#### [BRIEF]
Give back exactly the lines running from the line with "[1271, 479]" to the end of the entries, and only those lines.

#### [EXTRACTED DATA]

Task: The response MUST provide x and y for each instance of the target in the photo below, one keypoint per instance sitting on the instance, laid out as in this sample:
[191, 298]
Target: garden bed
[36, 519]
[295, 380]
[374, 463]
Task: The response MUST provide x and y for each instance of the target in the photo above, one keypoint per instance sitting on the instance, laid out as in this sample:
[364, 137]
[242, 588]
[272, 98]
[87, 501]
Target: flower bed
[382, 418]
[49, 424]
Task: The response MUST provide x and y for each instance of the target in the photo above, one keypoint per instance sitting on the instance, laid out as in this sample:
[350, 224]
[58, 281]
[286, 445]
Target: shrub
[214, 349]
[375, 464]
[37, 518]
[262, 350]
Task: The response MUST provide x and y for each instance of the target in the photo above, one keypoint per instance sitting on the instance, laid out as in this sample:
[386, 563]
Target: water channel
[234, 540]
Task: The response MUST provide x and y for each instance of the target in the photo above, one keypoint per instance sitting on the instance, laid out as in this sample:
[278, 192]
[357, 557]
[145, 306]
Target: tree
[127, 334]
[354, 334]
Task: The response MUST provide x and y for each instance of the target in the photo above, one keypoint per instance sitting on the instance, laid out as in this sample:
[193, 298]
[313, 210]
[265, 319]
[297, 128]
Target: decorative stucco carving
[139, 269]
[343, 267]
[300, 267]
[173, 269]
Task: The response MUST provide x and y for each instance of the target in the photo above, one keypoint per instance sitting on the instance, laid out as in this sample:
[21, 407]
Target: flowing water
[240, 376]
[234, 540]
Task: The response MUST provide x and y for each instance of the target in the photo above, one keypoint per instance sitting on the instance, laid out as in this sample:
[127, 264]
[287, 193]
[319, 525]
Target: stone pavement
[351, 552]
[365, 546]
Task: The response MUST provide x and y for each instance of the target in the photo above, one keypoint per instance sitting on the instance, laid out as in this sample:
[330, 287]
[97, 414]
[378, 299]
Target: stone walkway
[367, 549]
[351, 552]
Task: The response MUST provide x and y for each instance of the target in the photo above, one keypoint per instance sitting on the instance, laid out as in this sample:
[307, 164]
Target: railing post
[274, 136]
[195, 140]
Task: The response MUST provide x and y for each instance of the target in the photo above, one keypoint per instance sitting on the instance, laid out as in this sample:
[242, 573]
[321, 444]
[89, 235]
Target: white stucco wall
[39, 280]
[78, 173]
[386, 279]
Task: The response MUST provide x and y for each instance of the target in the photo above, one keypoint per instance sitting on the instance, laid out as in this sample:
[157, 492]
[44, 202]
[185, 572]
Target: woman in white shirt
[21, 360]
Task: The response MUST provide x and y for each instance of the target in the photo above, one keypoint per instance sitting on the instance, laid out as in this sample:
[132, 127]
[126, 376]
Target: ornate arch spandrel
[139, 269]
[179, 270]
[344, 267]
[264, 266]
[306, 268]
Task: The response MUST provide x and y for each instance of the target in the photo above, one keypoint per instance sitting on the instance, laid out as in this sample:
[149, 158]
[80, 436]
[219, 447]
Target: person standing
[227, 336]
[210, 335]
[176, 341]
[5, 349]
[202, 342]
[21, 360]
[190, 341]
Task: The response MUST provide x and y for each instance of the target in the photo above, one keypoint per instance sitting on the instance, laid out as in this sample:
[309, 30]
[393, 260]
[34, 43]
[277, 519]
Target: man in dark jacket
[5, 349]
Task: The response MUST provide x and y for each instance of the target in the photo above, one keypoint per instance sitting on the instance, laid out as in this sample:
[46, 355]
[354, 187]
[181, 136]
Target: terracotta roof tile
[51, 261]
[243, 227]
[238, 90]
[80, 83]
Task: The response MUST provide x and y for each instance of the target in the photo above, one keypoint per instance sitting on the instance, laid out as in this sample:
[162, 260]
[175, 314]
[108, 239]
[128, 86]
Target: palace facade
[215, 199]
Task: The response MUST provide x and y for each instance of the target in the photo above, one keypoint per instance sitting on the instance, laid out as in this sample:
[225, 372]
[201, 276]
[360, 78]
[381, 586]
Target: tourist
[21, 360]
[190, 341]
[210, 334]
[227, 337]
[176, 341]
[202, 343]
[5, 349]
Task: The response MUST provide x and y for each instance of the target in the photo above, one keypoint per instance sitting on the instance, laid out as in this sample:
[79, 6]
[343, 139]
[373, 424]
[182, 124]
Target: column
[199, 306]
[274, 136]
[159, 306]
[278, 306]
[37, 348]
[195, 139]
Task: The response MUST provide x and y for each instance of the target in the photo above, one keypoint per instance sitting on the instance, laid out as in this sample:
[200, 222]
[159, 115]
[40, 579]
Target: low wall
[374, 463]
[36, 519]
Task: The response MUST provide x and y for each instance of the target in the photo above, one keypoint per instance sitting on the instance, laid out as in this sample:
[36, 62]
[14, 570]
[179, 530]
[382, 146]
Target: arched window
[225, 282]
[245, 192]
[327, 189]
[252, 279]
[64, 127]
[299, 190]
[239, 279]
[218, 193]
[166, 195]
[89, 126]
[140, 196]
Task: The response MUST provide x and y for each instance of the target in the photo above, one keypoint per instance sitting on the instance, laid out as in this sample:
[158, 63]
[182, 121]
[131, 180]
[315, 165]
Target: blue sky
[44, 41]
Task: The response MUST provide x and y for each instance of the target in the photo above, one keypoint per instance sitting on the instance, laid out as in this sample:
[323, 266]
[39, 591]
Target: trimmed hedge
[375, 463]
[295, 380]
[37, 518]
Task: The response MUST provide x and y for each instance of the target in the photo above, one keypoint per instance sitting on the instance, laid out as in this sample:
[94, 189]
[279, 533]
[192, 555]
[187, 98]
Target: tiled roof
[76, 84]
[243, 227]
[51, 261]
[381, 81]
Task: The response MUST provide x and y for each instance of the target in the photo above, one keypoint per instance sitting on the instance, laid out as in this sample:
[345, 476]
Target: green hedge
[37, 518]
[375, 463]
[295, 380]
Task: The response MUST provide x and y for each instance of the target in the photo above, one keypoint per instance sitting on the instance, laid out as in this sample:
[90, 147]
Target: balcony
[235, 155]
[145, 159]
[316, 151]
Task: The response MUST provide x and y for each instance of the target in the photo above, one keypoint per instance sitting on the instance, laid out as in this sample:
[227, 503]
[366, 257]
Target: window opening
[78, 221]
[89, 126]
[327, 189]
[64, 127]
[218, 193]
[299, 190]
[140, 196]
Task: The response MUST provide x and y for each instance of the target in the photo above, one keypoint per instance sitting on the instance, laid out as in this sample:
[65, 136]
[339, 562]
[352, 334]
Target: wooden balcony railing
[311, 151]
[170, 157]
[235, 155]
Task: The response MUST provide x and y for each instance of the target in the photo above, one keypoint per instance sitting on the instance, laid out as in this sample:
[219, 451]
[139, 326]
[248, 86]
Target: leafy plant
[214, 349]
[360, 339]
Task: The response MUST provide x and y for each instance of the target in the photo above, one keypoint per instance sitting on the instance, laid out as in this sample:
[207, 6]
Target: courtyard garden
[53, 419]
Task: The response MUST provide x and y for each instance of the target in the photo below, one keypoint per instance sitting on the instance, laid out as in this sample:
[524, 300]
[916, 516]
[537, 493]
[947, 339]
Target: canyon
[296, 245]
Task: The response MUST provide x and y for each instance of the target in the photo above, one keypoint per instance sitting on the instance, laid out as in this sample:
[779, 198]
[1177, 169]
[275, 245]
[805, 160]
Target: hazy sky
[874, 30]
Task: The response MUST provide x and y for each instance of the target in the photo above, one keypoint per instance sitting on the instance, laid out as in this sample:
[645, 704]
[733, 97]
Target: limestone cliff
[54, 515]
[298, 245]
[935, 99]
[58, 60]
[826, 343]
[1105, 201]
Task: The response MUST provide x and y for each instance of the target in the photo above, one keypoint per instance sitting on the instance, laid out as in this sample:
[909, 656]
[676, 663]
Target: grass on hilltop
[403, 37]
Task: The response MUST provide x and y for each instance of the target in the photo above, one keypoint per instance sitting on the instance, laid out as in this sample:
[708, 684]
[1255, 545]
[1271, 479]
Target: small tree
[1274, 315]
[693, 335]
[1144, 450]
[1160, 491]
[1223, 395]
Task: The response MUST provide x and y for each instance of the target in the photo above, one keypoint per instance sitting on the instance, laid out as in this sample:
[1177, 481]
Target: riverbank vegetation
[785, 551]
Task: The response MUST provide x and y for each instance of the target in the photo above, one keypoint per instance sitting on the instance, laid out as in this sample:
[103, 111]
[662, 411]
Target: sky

#### [TASK OUTPUT]
[1271, 479]
Target: small tree
[1274, 315]
[693, 335]
[1144, 450]
[1160, 491]
[1223, 395]
Task: The response MUST provide x and y for each instance of the target in the photo above, one keypoint per instance sitting on the instance, laid out as in this sample:
[1177, 481]
Target: riverbank vegetation
[785, 551]
Task: The response MUST provide x and y for each instance of the target in the photo above, one keypoint per instance sitting on the instance, laid out as in this sample:
[103, 111]
[662, 411]
Target: sky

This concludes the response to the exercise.